* **Text excerpt**
* start *

# Extract audio and generate call txts

Script to extract audio for each meerkat call based on labelfiles with start- and stop times in our standard format.

In [3]:
import pandas as pd
import os
import numpy as np 
import librosa 
import datetime
import sys
import sox
import audiofile as af

In [4]:
# folder containing label csvs indicating start, stop times etc
LABELFILES_FOLDER = "/Volumes/EAS_shared/meerkat/working/processed/acoustic/total_synched_call_tables/"

# Path to folder that contains audio recording files (long wavs) (can be in subdirectories)
AUDIOS_PATH = "/Volumes/EAS_shared/meerkat/archive/rawdata/MEERKAT_RAW_DATA"

# Info about channel in stereo recordings (all soundfoc are stereo)
CHANNEL_INFO_PATH = "/Volumes/EAS_shared/meerkat/working/METADATA/soundfoc_channels.csv"

# folder that contains output call txt files
TXT_PATH = "txts/"
#TXT_PATH = '/Volumes/MaraMeerkat/additional_call_txts/'


# create, if it doesn't exist yet
if not os.path.exists(TXT_PATH):
    os.mkdir(TXT_PATH)

In [5]:
def get_time(timestring):    
    """
    Function that gets datatime object from timestring
    timestring must match one of the given time_patterns

    Parameters
    ----------
    timestring : String
                 some string containing a time

    Returns
    -------
    result : datetime object
             the time as datetime object

    Example
    -------
    >>> dt = get_time("01:02:30.555")

* end *

* **Dataset content**
* start *

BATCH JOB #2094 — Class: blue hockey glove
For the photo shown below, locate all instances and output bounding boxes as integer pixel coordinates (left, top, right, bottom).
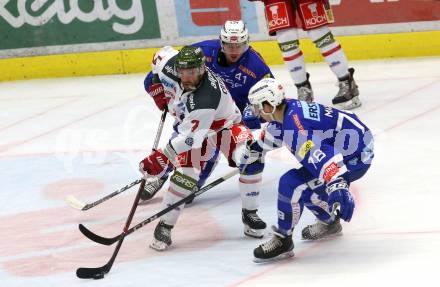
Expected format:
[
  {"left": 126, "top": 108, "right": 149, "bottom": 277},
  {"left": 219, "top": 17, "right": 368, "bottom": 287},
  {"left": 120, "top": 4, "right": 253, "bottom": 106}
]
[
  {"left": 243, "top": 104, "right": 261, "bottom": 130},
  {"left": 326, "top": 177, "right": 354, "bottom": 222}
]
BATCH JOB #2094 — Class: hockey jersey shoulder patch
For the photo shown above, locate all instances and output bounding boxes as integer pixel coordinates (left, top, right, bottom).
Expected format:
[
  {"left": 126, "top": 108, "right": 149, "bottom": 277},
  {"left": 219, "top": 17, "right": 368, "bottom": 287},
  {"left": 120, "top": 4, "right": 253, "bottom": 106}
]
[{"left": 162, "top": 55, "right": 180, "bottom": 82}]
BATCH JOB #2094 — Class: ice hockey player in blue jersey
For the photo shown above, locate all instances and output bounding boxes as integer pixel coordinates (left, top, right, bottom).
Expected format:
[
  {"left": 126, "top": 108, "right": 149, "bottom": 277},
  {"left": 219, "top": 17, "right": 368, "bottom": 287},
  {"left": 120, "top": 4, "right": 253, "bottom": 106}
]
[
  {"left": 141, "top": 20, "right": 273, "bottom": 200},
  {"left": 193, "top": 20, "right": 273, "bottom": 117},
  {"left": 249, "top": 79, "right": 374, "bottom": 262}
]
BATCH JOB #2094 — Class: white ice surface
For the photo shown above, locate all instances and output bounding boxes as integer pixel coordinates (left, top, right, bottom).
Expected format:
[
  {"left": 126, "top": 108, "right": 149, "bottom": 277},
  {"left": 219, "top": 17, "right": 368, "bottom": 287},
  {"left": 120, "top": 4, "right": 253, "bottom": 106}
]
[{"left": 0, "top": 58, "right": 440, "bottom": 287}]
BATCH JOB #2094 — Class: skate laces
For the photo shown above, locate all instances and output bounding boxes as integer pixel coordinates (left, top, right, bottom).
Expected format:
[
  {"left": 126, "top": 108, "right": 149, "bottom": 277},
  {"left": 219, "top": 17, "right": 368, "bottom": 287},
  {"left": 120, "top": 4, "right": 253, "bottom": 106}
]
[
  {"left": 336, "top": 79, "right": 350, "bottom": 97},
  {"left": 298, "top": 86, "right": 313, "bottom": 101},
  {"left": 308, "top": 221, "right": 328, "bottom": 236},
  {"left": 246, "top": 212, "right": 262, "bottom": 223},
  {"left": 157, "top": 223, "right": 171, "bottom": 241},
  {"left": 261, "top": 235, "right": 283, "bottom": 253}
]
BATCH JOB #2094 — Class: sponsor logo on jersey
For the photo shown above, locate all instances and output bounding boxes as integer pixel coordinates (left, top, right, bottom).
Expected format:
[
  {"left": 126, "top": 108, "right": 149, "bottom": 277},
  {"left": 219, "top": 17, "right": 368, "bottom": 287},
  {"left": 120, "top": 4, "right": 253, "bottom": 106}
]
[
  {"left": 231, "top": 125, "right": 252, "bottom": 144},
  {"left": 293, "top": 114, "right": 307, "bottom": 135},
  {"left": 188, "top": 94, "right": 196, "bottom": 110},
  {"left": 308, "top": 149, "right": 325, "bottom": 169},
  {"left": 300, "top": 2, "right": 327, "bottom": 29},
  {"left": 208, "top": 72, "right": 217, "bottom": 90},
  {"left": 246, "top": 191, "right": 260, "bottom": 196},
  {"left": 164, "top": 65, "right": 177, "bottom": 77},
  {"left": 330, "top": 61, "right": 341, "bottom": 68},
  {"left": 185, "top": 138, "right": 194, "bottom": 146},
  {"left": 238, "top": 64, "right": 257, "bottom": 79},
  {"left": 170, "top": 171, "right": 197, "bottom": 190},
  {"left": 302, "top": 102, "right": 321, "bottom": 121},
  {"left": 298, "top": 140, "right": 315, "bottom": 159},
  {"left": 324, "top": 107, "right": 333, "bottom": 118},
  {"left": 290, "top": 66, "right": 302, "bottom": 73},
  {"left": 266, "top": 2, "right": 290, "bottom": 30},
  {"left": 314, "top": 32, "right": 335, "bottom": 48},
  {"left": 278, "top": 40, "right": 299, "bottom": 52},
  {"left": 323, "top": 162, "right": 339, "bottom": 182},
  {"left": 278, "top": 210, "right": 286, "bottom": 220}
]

* end *
* start *

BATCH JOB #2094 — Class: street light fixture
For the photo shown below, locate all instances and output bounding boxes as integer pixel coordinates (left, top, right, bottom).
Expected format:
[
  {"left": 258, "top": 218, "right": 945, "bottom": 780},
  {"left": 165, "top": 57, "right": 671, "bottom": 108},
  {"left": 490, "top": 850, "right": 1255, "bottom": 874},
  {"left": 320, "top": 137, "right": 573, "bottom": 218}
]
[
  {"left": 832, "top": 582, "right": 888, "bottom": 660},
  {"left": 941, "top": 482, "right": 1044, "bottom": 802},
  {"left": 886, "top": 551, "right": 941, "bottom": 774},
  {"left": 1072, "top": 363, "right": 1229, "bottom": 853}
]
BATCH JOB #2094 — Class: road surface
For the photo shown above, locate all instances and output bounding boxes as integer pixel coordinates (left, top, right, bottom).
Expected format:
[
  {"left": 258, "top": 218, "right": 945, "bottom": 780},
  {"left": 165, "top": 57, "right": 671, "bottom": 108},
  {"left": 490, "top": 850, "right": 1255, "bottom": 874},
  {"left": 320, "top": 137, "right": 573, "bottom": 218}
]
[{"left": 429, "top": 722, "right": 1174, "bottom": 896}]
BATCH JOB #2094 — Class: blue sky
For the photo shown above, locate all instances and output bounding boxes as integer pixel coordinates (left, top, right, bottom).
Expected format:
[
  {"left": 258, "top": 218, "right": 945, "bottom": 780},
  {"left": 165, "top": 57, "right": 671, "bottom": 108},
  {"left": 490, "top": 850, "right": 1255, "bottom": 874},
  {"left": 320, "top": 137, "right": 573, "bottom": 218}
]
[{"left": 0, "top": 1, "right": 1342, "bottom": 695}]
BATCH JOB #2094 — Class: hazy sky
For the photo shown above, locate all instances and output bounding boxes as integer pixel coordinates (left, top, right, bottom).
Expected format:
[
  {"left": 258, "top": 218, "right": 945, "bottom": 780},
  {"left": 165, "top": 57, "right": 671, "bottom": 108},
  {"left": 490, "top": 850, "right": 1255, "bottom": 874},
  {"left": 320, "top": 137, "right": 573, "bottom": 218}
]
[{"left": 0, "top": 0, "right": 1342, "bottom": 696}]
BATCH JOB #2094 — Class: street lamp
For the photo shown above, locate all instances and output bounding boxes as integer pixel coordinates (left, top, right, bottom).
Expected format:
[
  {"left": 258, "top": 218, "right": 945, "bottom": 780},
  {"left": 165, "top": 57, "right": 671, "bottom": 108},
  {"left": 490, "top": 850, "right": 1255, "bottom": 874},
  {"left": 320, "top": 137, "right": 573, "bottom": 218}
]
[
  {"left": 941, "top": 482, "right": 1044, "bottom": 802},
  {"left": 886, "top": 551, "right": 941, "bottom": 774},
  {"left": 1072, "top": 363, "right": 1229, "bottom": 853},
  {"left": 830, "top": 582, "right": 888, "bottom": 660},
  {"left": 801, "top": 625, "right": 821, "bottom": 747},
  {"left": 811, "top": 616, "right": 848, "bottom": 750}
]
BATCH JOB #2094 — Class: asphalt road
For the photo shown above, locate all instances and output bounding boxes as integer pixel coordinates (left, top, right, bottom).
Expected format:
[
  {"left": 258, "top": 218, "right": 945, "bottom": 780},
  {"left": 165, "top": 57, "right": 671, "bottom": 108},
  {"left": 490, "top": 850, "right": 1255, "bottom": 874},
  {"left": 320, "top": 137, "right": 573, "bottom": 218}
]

* end *

* **Exercise 1**
In the audio extraction notebook, what does the comment say about all soundfoc recordings?
* **Exercise 2**
Repeat everything in the audio extraction notebook from "# Path to folder" down to "soundfoc are stereo)".
* **Exercise 3**
Using the audio extraction notebook, decide whether each statement agrees with it, answering yes or no and quoting the words that settle it: (a) The long audio recording files may sit in subdirectories. (b) The label files giving start and stop times are Excel spreadsheets. (c) The output folder for call txt files is created only when it is missing.

* **Exercise result 1**
They are all stereo.

* **Exercise result 2**
# Path to folder that contains audio recording files (long wavs) (can be in subdirectories)
AUDIOS_PATH = "/Volumes/EAS_shared/meerkat/archive/rawdata/MEERKAT_RAW_DATA"

# Info about channel in stereo recordings (all soundfoc are stereo)

* **Exercise result 3**
(a) Yes: "(can be in subdirectories)"
(b) No: "folder containing label csvs indicating start, stop times etc"
(c) Yes: "create, if it doesn't exist yet"